* **AIM OF THE TASK**:
Provide an exact transcription of all the records.

##### RECORD EXCERPTS #####

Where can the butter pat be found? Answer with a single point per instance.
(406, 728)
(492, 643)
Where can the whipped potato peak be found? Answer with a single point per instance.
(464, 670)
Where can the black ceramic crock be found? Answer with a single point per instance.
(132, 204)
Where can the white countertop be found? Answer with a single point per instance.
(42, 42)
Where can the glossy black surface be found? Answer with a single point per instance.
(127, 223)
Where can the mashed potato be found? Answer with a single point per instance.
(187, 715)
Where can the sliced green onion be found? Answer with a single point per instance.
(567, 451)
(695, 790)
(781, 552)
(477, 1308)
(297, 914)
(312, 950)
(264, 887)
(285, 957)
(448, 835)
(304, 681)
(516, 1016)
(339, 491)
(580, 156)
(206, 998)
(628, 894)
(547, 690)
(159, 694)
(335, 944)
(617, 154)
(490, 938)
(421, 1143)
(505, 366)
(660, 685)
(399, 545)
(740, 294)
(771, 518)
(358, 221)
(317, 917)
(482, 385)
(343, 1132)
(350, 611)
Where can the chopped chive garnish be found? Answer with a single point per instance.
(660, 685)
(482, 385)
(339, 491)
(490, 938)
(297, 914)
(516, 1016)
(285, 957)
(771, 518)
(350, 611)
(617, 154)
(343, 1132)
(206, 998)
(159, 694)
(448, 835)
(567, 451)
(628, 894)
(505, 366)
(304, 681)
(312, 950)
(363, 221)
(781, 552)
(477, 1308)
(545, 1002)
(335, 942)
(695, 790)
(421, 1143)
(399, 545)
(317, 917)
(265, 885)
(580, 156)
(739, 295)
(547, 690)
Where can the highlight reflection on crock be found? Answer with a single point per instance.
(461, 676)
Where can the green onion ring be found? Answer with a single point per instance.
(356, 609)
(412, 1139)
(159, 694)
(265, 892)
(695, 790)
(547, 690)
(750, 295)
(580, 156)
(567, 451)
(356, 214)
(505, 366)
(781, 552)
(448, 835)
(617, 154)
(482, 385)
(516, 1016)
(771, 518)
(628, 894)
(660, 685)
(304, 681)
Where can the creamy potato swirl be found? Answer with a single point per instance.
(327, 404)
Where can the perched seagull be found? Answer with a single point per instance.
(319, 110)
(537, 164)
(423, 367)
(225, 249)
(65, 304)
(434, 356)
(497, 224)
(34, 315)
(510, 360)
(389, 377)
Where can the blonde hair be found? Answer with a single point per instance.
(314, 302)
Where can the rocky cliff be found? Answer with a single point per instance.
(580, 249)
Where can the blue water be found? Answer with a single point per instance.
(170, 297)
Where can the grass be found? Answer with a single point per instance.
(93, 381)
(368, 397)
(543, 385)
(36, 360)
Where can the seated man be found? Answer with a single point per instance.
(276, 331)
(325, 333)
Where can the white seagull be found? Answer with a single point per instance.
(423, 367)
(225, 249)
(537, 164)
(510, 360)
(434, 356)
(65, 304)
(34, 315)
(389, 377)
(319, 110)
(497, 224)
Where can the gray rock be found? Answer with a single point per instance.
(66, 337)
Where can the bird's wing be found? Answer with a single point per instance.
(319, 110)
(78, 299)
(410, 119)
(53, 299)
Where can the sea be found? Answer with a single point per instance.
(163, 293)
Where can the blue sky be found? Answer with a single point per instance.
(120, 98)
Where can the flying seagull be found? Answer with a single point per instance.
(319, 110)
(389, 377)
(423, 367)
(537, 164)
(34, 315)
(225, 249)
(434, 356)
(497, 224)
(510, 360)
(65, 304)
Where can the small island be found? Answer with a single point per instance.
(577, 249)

#####

* **SOLUTION FOR THIS EXERCISE**:
Where can the butter pat be found? Answer with a single point per instance.
(406, 728)
(492, 643)
Where can the whipped potato peak be found? Answer with a single point per instance.
(464, 670)
Where can the black ceramic crock be found? Answer with a single point per instance.
(132, 204)
Where can the white countertop be found? Answer with a single point per instance.
(42, 42)
Where can the glossy black surface be found? Answer with a single point per instance.
(127, 223)
Where can the mashed potato be found? Answer with a single point per instance.
(187, 715)
Where can the sliced green onion be found? Answer with a single point per instance.
(567, 451)
(695, 790)
(781, 552)
(477, 1308)
(297, 914)
(312, 950)
(264, 887)
(285, 957)
(448, 835)
(304, 681)
(516, 1016)
(339, 491)
(580, 156)
(206, 998)
(628, 894)
(547, 690)
(159, 694)
(335, 944)
(617, 154)
(490, 938)
(421, 1143)
(505, 366)
(660, 685)
(399, 545)
(740, 294)
(771, 518)
(358, 221)
(317, 917)
(482, 385)
(343, 1132)
(350, 611)
Where can the chopped chive garnish be found? Answer with a single point per instance.
(660, 685)
(482, 385)
(339, 491)
(490, 938)
(297, 914)
(516, 1016)
(285, 957)
(771, 518)
(350, 611)
(617, 154)
(343, 1132)
(206, 998)
(159, 694)
(448, 835)
(567, 451)
(628, 894)
(505, 366)
(304, 681)
(312, 950)
(363, 221)
(781, 552)
(477, 1308)
(545, 1002)
(335, 942)
(695, 790)
(421, 1143)
(399, 545)
(317, 917)
(265, 885)
(580, 156)
(739, 295)
(547, 690)
Where can the highlight reflection on crock be found? Answer with a single point per instance.
(461, 676)
Where can the green onion ring be found? Answer with a single point per instance.
(356, 609)
(412, 1139)
(159, 694)
(265, 892)
(695, 790)
(547, 690)
(750, 295)
(580, 156)
(567, 451)
(356, 214)
(505, 366)
(781, 552)
(448, 835)
(617, 154)
(482, 385)
(516, 1016)
(771, 518)
(628, 894)
(660, 685)
(304, 681)
Where can the creamy potato swirl be found? Answer with a single point per instance.
(327, 404)
Where can the perched seagull be found? Answer with a single point per instance.
(319, 110)
(537, 164)
(423, 367)
(225, 249)
(65, 304)
(434, 356)
(497, 224)
(34, 315)
(510, 360)
(389, 377)
Where can the blonde hair be found? Answer with a single point per instance.
(314, 302)
Where can the rocky cliff be found? Answer with a single point per instance.
(580, 249)
Where can the blue water be found? Answer with a single point per instance.
(170, 297)
Where can the grass be found? Answer with a single point per instance.
(93, 381)
(368, 397)
(543, 385)
(36, 360)
Where can the seated man be found? Answer with a single point per instance.
(276, 331)
(325, 333)
Where can the white seagull be found? Answer with a single point per instance.
(423, 367)
(225, 249)
(537, 164)
(510, 360)
(434, 356)
(65, 304)
(34, 315)
(389, 377)
(319, 110)
(497, 224)
Where can the gray rock be found? Answer with a single point per instance.
(66, 337)
Where can the bird's wing be found? Answer with a single point per instance.
(319, 110)
(78, 299)
(410, 119)
(53, 299)
Where can the sea be found? Answer with a single point per instance.
(163, 293)
Where can the blue sky be found? Answer with a single point per instance.
(120, 98)
Where can the flying seagull be found? Answer with a single point per instance.
(319, 110)
(389, 377)
(423, 367)
(537, 164)
(34, 315)
(225, 249)
(434, 356)
(497, 224)
(510, 360)
(65, 304)
Where can the small island be found? Answer with a single point per instance.
(577, 249)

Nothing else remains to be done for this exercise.